**** Data for this exercise

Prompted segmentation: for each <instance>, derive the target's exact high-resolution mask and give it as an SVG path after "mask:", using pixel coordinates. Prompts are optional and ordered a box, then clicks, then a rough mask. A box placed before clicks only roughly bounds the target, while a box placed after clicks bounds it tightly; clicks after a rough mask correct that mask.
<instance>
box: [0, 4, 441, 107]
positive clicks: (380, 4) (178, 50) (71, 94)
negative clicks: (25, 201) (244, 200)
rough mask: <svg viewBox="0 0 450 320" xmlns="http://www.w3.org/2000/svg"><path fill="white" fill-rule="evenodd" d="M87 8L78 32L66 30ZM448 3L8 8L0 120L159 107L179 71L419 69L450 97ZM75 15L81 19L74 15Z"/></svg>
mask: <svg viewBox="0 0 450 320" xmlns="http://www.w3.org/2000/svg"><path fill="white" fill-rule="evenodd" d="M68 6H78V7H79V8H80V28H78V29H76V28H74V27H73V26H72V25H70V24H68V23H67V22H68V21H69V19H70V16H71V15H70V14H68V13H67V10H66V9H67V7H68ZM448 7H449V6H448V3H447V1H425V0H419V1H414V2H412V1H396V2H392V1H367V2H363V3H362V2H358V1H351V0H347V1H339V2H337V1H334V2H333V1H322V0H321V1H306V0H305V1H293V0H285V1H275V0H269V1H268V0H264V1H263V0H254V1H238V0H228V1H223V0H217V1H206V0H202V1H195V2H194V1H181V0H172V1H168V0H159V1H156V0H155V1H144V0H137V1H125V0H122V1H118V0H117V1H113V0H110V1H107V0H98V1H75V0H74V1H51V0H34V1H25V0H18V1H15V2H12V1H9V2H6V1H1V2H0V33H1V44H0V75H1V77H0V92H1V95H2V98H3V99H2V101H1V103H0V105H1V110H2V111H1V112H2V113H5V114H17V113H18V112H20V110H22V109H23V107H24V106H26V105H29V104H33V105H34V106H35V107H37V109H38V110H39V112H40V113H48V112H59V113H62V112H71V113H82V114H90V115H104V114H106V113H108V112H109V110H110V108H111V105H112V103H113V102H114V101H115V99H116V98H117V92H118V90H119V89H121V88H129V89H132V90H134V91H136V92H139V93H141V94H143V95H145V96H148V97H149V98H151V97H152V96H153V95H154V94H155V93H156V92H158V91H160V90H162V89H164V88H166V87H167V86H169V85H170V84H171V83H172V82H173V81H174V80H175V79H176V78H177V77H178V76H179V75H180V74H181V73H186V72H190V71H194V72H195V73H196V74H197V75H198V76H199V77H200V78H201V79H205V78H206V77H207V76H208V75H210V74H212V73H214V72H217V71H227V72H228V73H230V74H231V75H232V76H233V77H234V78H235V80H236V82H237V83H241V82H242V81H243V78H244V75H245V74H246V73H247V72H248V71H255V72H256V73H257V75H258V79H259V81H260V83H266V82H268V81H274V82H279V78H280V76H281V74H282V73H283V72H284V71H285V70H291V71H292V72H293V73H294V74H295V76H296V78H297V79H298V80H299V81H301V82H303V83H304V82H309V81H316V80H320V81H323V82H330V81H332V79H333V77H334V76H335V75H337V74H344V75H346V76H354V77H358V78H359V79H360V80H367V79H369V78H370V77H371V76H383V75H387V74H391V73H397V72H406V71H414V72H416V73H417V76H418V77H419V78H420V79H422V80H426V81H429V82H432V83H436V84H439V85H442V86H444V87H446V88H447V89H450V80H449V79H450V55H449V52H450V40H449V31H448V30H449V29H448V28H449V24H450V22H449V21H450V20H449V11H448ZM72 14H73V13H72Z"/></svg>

********
**** Data for this exercise

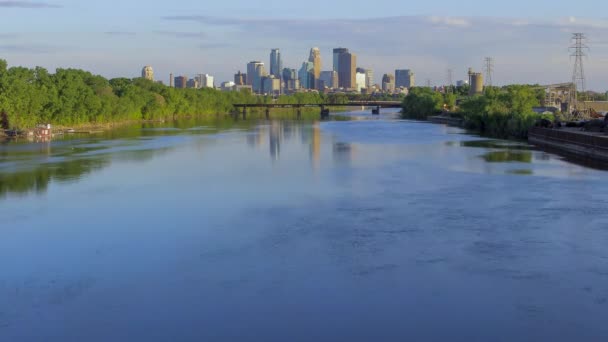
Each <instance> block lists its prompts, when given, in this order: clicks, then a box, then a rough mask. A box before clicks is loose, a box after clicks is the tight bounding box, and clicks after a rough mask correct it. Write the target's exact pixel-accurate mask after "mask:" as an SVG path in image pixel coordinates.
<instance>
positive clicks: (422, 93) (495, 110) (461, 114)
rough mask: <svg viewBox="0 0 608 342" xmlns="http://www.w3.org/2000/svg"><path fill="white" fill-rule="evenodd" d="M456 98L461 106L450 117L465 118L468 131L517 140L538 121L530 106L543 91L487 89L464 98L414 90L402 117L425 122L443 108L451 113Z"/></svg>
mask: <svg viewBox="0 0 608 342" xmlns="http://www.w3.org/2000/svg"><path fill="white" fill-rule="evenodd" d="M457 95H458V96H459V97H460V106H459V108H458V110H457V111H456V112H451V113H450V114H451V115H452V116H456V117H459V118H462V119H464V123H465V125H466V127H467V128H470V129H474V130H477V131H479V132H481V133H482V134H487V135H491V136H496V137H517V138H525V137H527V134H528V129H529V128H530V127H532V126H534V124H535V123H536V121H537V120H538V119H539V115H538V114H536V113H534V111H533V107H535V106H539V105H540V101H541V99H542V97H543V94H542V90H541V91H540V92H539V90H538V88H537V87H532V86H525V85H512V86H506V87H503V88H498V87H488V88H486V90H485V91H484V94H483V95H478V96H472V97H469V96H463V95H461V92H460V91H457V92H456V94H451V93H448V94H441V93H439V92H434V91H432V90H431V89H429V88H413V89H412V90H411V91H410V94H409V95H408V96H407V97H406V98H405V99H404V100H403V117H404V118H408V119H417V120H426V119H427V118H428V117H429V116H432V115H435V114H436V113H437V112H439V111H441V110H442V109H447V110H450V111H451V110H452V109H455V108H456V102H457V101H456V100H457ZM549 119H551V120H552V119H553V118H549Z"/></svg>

********

What you should do.
Copy the lines from the one containing "Each <instance> block" up to and including the one containing "98L461 106L450 117L465", keeping every character unchanged.

Exercise response.
Each <instance> block lists its prompts, when given, in this order: clicks, then a box, then a rough mask. A box before clicks is loose, a box after clicks is the tight bounding box, and clicks after a rough mask correct it. Write the target's exact pixel-accurate mask after "mask:" as an SVG path in image pixel coordinates.
<instance>
positive clicks: (422, 93) (495, 110) (461, 114)
rough mask: <svg viewBox="0 0 608 342" xmlns="http://www.w3.org/2000/svg"><path fill="white" fill-rule="evenodd" d="M456 98L461 106L450 117L465 118L468 131L517 140L538 121L530 106L543 91L487 89L464 98L414 90L402 117L425 122L443 108L451 113Z"/></svg>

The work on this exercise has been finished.